- **Trecho citado**:
•••
Quanto ao futuro do presente, a ideia de probabilidade inerente a essa forma verbal explica por que a maior parte de suas ocorrências se encontra na avaliação.

A tabela 3, mais adiante, expõe os resultados da distribuição das formas verbais do sistema enuncivo pelos episódios do tipo narrativo. Nesta tabela, interessa particularmente a distribuição pelos episódios das formas verbais no pretérito perfeito 2 e no pretérito imperfeito, porque foram essas as formas verbais mais frequentes. Em todos os episódios, o perfeito 2 predomina em relação ao imperfeito. Apenas no estágio inicial, essa predominância não se verifica.

Vários estudiosos estabelecem uma correlação entre, de um lado, o perfeito e o primeiro plano (figura) da narrativa e, de outro, o imperfeito e o segundo plano (fundo) (CASTILHO, 1978, 2002; COMBETTES, 1987; REINHART, 1984; RODRIGUES et al, 2002; WEINRICH, 1973). Para esses estudiosos, o perfeito seria uma marca do primeiro plano, ao expressar acontecimentos dinâmicos e pontuais. Por sua vez, o imperfeito seria uma marca do segundo plano, ao apresentar acontecimentos inacabados, estáticos e mais duradouros.
•••
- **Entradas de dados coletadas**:
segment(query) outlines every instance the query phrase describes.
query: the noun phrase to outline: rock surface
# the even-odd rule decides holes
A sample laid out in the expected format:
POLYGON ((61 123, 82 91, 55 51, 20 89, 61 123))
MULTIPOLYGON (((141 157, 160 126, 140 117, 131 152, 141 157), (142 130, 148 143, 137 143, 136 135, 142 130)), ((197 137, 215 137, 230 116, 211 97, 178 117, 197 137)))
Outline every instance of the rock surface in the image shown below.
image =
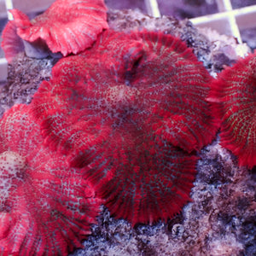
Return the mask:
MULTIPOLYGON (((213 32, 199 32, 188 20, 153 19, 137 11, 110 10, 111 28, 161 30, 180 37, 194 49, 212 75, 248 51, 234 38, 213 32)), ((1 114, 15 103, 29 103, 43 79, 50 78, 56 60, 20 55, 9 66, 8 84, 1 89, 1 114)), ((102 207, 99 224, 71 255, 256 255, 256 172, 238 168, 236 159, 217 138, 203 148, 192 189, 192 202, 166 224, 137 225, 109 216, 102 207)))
•••
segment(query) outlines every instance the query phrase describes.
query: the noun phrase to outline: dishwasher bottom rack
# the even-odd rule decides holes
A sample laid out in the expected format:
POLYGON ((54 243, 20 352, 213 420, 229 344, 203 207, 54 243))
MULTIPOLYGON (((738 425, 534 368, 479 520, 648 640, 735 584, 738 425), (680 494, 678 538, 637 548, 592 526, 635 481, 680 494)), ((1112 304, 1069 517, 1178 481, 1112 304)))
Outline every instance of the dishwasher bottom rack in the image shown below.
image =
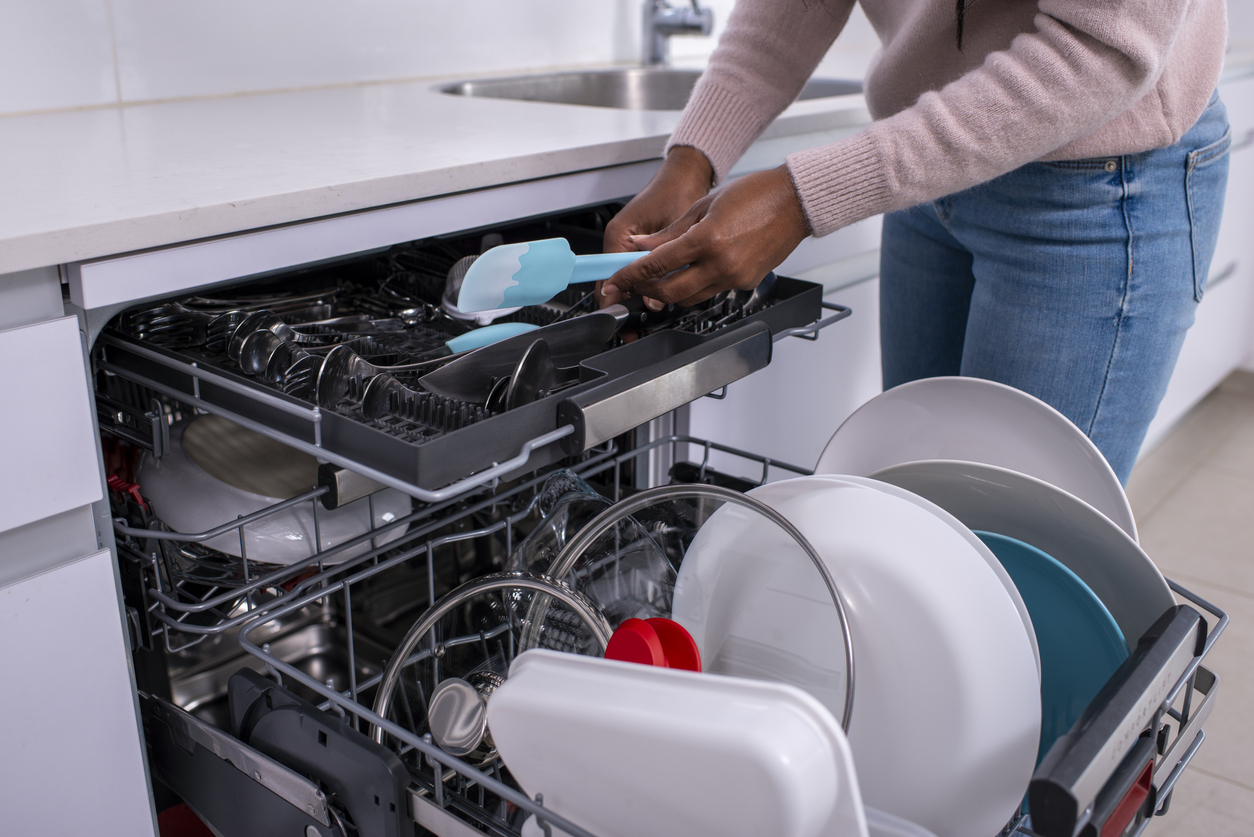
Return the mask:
•••
Retome o trecho sobre as formas verbais na narrativa, dando continuidade a ele logo após a última frase apresentada. Os itens não têm relação alguma com o trecho sobre as formas verbais na narrativa.

Sem desconsiderar a validade geral dessa correlação, é preciso salientar, no entanto, que a percepção de um primeiro e de um segundo planos narrativos se liga não só a elementos sintáticos ou lexicais, mas também a fatores textuais e situacionais. Isso porque, como esclarece Bronckart (2007), acontecimentos aparentemente secundários e processos estáticos e de caráter descritivo, frequentemente no imperfeito, podem ser alçados ao primeiro plano, dependendo das decisões tomadas pelo produtor do texto e, acrescento, do gênero a que esse texto pertence.

Em outros termos e em consonância com Bronckart, considero que não se deve associar de forma rígida e sistemática o perfeito ao primeiro plano e o imperfeito ao segundo. Afinal, os episódios que compõem o segundo plano da narrativa de reportagens (sumário, estágio inicial e avaliação) deveriam apresentar predomínio de verbos no imperfeito, o que, como mostra a tabela 3, só ocorre no estágio inicial. É de se notar, inclusive, que o sumário não apresenta nenhuma ocorrência de verbos no imperfeito, embora seja considerado por alguns estudiosos um episódio do segundo plano.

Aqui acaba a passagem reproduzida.